Begin SOURCE EXTRACT

Tuesday, 12 August 2025

Taking a five-year-old to Ozzy’s funeral cortege (and some thoughts of pop-cultural capital).


The trains weren’t running, so we took the bus to town, alighting at the back of the old Argos building on the Priory Queensway, where the bridge crosses Dale End and overlooks HMV vaults (where Toys R Us used to be) and the space previously occupied by the O2 Academy. Our root took us Hobgoblin music and the Old Square, where Tony Hancock glowers from under his Trilby, through the Victorian Arcade where the refugees from the much-mourned Oasis Market have gathered, and along the side of Pigeon Park. We arrived at around 12:15, forty-five minutes before the cortege was due to make its way down Broadstreet. People lined Centenary Way, standing on the flower beds to look over the sides of the bridge. A tram parked up outside The Exchange had been given a new name to mark the occasion, and fans paused to take a picture next to it. We joined the crowd—perhaps a dozen ranks deep—before the barriers at the junction where Broad Street meets Centenary Square. As the appointed time approached, the crowd lining the route swelled until it numbered in the tens of thousands. Others stood in the rooftop gardens above the library to get a view of proceedings, and people working in the office blocks took to the balconies to see the local hero on his way.

Forty-five minutes is a long wait for a five-year-old, but once she’d had a sandwich and was settled on my shoulders where she could see things, Freya stopped telling us she was bored. We had explained, in simple terms, who Ozzy Osborne—the man up on the screen—was, that he came from Birmingham, that he and his band had invented Heavy Metal (‘the shouty music that mommy likes’) which made a lot of people happy, and that he had died. We told her that all these people were there to say goodbye. We played a little bit of eye-spy and ‘what animal am I?’ while we waited. Freya looked around at the crowds and asked what happened to the gold men (Boulton, Watt and Murdoch. ‘They’re statues, Freya: they were important people for Birmingham too. Birmingham used to make lots of different things, and they were inventors’), occasionally asked questions about why Ozzy died and ‘what he was doing’ (this latter inspired, as far as I can tell, by the idea that if we were waiting this long he must be doing something, rather than any curiosity about the afterlife).

When the procession came into view, she understood that something was happening, and asked for my phone so she could take pictures (the one above being the best one). For me, at ground level, proceedings were passed on as rumours through the crowd, glanced between the backs of people’s heads or mediated through strangers’ phone screens. The motorcade of police bikes, the tops of the black limousines—as they came into view, the crowd’s football chants were replaced with a respectful applause—and tailing behind, the Villa-kit clad Bostin’ Brass Band, playing an oddly joyful New Orleans Jazz rendition of ‘Crazy Train’. I’m not really a metal head, but I’ve been metal-adjacent since my mid-teens and as a proud Brummie I’m glad I able to mark the passing of someone who had such an impact on music and on the cultural life of this city. As the gathered masses started to dissipate, we made our way to the library, feeling sorrow but also connection to our community. I’m not sure how much of this Freya understood, but it’s something she will be able to look back on and say, ‘I was there’.

End SOURCE EXTRACT

■ **EXERCISES TO COMPLETE**
• 1. List the places the route took the family through or past in the Ozzy cortege post, from Hobgoblin music to Pigeon Park.
• 2. In the records, starting at the line containing "Tag verification: onion" and ending at the line containing "[239, 94, 262, 118]", switch "green" to "fresh" and give back those lines with nothing else changed.

Begin AVAILABLE DATA

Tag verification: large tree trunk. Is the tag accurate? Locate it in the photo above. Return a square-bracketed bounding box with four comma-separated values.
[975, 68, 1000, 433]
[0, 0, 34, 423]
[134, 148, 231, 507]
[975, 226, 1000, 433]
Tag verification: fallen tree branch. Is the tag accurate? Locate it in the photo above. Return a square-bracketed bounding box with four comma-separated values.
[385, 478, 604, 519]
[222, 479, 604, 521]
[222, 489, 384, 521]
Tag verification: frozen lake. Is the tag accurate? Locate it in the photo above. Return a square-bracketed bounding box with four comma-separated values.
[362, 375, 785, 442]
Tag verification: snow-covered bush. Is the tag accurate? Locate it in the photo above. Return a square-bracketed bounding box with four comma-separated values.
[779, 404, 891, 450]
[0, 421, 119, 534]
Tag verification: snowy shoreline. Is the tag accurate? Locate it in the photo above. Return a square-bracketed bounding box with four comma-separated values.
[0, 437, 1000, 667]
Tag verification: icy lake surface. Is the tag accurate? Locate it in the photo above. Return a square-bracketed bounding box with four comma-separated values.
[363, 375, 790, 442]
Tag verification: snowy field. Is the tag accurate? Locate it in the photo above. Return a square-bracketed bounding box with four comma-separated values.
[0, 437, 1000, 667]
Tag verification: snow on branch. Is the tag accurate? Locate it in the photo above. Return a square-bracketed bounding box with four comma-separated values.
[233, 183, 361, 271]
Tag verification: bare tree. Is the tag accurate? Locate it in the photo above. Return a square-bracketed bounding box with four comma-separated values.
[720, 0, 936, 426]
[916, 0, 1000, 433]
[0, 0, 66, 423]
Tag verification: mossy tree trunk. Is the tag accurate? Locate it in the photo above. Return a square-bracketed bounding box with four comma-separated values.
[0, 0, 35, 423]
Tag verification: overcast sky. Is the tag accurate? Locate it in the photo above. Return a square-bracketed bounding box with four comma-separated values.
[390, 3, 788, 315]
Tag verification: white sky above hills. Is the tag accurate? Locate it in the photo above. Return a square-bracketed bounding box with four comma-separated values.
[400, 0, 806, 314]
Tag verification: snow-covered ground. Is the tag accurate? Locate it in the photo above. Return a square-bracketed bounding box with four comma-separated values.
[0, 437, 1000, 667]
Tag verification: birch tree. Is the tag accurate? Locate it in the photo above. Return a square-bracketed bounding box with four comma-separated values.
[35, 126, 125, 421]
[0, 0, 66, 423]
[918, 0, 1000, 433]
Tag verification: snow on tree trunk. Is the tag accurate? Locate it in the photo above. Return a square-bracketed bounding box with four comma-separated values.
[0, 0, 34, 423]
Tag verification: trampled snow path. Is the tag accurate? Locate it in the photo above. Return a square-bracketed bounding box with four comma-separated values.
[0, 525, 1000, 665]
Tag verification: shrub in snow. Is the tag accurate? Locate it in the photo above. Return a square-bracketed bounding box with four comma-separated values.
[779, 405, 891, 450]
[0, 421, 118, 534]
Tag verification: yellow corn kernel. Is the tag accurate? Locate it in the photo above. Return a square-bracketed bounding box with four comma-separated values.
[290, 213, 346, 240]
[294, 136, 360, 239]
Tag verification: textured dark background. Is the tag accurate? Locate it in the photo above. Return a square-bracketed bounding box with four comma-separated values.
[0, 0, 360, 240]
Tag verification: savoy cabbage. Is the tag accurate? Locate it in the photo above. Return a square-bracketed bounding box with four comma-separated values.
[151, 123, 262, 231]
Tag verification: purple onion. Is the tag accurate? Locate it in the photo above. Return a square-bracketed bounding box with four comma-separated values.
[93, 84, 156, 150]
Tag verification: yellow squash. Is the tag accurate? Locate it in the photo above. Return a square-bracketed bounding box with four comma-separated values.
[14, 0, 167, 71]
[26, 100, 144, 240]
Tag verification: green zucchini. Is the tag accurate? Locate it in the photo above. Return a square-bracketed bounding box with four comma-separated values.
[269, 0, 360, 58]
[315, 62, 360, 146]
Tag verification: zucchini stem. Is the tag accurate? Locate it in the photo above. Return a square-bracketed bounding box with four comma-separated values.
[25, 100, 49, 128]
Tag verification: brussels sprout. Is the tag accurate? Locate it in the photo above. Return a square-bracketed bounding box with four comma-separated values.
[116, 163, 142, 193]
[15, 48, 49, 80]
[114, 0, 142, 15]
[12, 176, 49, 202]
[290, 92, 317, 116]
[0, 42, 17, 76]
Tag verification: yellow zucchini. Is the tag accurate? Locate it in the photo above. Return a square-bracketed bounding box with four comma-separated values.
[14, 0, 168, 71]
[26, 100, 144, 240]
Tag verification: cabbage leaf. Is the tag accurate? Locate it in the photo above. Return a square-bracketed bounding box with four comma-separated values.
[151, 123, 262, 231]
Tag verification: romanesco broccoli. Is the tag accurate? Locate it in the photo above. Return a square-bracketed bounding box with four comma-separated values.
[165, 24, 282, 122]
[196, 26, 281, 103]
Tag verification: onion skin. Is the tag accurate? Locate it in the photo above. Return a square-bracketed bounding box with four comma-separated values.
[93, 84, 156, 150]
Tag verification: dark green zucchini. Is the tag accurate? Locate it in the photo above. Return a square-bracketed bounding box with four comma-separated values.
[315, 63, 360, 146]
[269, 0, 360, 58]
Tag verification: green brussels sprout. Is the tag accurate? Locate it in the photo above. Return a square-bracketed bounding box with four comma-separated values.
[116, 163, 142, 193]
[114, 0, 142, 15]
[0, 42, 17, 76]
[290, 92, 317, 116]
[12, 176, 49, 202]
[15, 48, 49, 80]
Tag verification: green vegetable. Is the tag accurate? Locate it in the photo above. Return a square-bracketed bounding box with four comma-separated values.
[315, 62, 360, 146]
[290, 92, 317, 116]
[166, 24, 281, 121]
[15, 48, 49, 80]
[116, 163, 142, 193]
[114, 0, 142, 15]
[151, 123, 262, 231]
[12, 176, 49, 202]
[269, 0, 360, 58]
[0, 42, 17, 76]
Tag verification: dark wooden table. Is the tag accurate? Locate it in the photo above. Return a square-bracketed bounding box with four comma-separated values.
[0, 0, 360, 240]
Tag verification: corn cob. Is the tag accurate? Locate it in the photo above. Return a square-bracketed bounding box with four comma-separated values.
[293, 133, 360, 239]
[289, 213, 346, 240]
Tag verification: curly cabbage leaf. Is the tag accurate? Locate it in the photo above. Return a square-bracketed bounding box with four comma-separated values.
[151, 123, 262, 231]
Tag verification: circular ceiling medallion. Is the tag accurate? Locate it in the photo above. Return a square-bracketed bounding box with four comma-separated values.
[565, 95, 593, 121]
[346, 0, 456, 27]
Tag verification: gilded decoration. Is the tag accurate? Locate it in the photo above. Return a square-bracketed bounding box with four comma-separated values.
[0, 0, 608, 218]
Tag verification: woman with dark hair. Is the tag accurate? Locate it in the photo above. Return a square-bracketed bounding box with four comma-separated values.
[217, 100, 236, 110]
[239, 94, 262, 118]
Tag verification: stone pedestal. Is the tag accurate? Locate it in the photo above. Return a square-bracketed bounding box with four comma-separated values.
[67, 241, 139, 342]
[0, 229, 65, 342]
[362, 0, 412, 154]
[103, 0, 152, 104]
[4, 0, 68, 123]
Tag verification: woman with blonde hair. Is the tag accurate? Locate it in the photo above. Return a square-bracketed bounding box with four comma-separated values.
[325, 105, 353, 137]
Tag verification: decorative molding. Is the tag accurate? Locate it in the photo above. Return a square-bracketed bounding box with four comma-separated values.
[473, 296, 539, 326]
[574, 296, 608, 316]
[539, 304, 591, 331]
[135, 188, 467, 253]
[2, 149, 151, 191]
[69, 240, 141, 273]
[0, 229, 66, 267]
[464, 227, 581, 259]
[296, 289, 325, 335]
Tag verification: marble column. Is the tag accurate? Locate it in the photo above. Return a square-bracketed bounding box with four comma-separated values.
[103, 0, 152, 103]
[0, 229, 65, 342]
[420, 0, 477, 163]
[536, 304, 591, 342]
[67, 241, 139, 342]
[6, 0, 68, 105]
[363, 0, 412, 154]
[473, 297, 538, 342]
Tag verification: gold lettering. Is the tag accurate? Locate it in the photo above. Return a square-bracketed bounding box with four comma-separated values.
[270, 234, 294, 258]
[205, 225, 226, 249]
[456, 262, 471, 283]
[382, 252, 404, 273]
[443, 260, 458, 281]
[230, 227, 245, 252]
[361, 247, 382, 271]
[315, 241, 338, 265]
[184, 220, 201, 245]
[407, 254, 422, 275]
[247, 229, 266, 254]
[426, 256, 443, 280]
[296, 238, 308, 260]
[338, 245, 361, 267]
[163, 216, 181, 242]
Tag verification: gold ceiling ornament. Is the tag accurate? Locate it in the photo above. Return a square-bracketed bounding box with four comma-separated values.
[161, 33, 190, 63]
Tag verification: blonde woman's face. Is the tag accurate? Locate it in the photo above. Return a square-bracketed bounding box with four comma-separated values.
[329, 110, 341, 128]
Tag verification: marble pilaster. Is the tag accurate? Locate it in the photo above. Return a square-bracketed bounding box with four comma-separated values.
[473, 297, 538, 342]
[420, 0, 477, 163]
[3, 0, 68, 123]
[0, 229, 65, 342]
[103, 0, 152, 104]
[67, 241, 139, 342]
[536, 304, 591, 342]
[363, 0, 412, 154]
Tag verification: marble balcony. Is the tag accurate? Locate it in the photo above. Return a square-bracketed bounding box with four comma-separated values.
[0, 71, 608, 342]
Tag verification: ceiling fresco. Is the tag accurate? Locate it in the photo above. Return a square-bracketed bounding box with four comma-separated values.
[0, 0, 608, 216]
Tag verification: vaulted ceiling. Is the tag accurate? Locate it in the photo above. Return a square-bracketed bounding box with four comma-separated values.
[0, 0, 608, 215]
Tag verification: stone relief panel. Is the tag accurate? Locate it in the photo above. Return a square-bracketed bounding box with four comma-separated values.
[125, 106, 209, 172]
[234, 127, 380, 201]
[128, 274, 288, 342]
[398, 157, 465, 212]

End AVAILABLE DATA

■ **THE ANSWERS**
• 1.
Hobgoblin music
The Old Square
The Victorian Arcade
Pigeon Park

• 2.
Tag verification: onion skin. Is the tag accurate? Locate it in the photo above. Return a square-bracketed bounding box with four comma-separated values.
[93, 84, 156, 150]
Tag verification: dark fresh zucchini. Is the tag accurate? Locate it in the photo above. Return a square-bracketed bounding box with four comma-separated values.
[315, 63, 360, 146]
[269, 0, 360, 58]
Tag verification: fresh brussels sprout. Is the tag accurate? Locate it in the photo above. Return a square-bracketed bounding box with four comma-separated values.
[116, 163, 142, 193]
[114, 0, 142, 15]
[0, 42, 17, 76]
[290, 92, 317, 116]
[12, 176, 49, 202]
[15, 48, 49, 80]
Tag verification: fresh vegetable. Is the tag accurate? Locate it in the photo above. Return a square-bracketed bounding box with four comma-separated values.
[315, 62, 360, 146]
[290, 92, 317, 116]
[166, 24, 281, 121]
[15, 48, 49, 80]
[116, 163, 142, 193]
[114, 0, 142, 15]
[151, 123, 262, 231]
[12, 176, 49, 202]
[269, 0, 360, 58]
[0, 42, 17, 76]
Tag verification: dark wooden table. Is the tag accurate? Locate it in the photo above. Return a square-bracketed bounding box with four comma-separated values.
[0, 0, 360, 240]
Tag verification: corn cob. Is the tag accurate? Locate it in the photo above. Return a square-bracketed bounding box with four comma-separated values.
[293, 133, 360, 239]
[289, 213, 346, 240]
Tag verification: curly cabbage leaf. Is the tag accurate? Locate it in the photo above. Return a square-bracketed bounding box with four comma-separated values.
[151, 123, 262, 231]
Tag verification: circular ceiling medallion. Is the tag accurate? Locate it in the photo above. Return a square-bracketed bounding box with four comma-separated values.
[565, 95, 593, 121]
[346, 0, 456, 27]
Tag verification: gilded decoration. Is the tag accurate? Locate it in the photo above. Return a square-bracketed bounding box with four comma-separated values.
[0, 0, 608, 218]
Tag verification: woman with dark hair. Is the tag accurate? Locate it in the photo above. Return a square-bracketed bounding box with four comma-separated values.
[217, 100, 236, 110]
[239, 94, 262, 118]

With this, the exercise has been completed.